* _文書本文_
= = = = = = =
You Really Got Me The Kinks 曲の名義、発表の概要

作詞・作曲:Ray Davies。The Kinksのシングル、アルバム『Kinks』(1964)に収録。

The Kinks You Really Got Me(アルバム『Kinks』収録)を聴く

ジャキジャキしたギター。スピーカーコーンを意図的に切り裂いたとか(Wikipediaより、“ギターアンプについているスピーカーの振動板を剃刀で切り裂き、ピンで突き刺した”)。ジャキジャキしたトガり方ももちろんですが、なんだかブスブスと機材の限界を超えてしまったみたいなイカれた質感を感じる所以かもしれません。理性すらも貫通してしまったかのよう。

直前の小節のウラ拍から長2度下からずり上げて止めるリフは私の記憶のなかのロック名リフ図鑑に載ります。ベースとギターがピタっとリズムをあわせます。ドラムもキックとスネアでこのリズムパターンに添います。ハイハットがオープンでずっと鳴りっぱなしではないでしょうか? この節操ない、理性が逝去してしまったみたいなオープンハイハットが“You Really Got Me”の主題を象徴します。

リズミカルなギターソロが印象的です。ギターソロのところはバッキングのギターをダブっているのかどうか。複数の弦を要所でバキッ、ジャキッ!と一緒に鳴らしているような感じで、バッキングのギターのダブのあるなし以前に、恍惚や陶酔を高める野生的で本能的なギターソロに性欲を煽られる気分です。名リフ図鑑収録と同時に、あなたの心のロック名ギターソロ図鑑にも収録しましょう。
= = = = = = =
* _データ抜粋_

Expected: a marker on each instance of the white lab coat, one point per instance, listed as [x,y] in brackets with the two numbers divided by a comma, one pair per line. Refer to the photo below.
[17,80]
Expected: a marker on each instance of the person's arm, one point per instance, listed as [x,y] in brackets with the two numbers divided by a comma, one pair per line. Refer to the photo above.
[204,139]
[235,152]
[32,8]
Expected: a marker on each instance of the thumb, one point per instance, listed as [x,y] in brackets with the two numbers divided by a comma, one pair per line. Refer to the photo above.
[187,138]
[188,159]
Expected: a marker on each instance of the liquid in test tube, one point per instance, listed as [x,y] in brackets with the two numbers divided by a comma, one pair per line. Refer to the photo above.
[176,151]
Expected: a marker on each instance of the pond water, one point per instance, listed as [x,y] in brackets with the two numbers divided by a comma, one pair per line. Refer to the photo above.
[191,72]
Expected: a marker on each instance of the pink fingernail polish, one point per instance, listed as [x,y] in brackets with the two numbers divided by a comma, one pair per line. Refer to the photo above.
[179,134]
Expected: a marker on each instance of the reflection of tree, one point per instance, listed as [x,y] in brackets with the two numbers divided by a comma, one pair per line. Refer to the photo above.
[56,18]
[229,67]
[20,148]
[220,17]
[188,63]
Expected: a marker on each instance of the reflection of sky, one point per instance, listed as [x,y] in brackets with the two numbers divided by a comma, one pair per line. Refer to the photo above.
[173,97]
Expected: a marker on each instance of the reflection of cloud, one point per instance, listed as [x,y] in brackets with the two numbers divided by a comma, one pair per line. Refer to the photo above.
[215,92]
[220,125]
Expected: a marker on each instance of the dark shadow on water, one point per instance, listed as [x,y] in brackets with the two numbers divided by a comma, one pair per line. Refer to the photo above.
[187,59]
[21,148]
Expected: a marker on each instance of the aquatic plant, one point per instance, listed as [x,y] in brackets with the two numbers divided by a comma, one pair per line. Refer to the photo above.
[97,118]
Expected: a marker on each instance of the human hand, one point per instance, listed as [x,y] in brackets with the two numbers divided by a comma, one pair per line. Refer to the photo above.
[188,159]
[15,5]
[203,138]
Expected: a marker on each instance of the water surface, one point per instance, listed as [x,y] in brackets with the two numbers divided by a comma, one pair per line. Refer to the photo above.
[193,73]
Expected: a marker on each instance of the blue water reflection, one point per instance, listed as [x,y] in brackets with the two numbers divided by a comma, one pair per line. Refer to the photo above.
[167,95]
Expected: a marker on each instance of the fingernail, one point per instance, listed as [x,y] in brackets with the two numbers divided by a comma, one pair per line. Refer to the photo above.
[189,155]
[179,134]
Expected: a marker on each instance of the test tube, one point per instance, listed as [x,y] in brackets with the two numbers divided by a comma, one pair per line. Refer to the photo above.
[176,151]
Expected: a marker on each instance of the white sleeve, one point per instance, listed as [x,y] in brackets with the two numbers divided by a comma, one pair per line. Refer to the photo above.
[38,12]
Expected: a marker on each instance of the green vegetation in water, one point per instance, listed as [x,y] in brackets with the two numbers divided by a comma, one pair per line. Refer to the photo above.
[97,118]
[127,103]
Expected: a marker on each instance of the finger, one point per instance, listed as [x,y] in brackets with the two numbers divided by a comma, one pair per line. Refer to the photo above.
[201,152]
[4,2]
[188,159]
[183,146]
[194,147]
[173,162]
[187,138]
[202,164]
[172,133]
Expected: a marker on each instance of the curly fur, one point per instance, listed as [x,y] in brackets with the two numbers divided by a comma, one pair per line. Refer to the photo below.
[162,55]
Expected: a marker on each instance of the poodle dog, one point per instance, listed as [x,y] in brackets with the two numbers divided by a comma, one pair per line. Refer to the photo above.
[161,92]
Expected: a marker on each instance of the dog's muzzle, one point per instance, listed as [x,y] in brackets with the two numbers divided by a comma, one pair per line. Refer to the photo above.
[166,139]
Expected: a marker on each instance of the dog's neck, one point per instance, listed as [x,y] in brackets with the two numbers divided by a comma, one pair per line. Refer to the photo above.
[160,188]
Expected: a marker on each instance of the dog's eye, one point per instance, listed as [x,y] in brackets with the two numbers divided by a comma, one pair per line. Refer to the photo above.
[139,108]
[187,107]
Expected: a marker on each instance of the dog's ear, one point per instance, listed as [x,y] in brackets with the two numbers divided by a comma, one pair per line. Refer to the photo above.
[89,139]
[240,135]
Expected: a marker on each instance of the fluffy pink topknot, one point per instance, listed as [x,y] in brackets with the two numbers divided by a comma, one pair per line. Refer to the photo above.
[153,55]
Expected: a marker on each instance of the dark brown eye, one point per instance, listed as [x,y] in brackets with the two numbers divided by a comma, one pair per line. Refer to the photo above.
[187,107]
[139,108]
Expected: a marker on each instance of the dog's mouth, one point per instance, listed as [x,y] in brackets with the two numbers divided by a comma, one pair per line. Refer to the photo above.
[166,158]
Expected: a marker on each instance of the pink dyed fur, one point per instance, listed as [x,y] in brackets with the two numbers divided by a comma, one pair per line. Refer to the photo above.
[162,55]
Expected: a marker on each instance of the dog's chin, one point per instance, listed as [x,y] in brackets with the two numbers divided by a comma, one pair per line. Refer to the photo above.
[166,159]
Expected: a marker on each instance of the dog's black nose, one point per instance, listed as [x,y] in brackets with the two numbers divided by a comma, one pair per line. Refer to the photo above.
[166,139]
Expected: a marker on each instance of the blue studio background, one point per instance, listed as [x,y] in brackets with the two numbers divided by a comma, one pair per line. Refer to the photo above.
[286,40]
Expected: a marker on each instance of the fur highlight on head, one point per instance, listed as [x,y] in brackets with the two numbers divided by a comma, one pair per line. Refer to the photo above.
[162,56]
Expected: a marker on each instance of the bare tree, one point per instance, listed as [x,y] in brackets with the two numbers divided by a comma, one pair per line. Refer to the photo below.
= = = = = = =
楽曲紹介文のうち、「The Kinks You」から「も貫通してしまったかのよう。」までの部分を、両端を含めて一字一句そのまま書き写してください。 この資料は、楽曲紹介文とは別個のものです。

* _完全な解答_
The Kinks You Really Got Me(アルバム『Kinks』収録)を聴く

ジャキジャキしたギター。スピーカーコーンを意図的に切り裂いたとか(Wikipediaより、“ギターアンプについているスピーカーの振動板を剃刀で切り裂き、ピンで突き刺した”)。ジャキジャキしたトガり方ももちろんですが、なんだかブスブスと機材の限界を超えてしまったみたいなイカれた質感を感じる所以かもしれません。理性すらも貫通してしまったかのよう。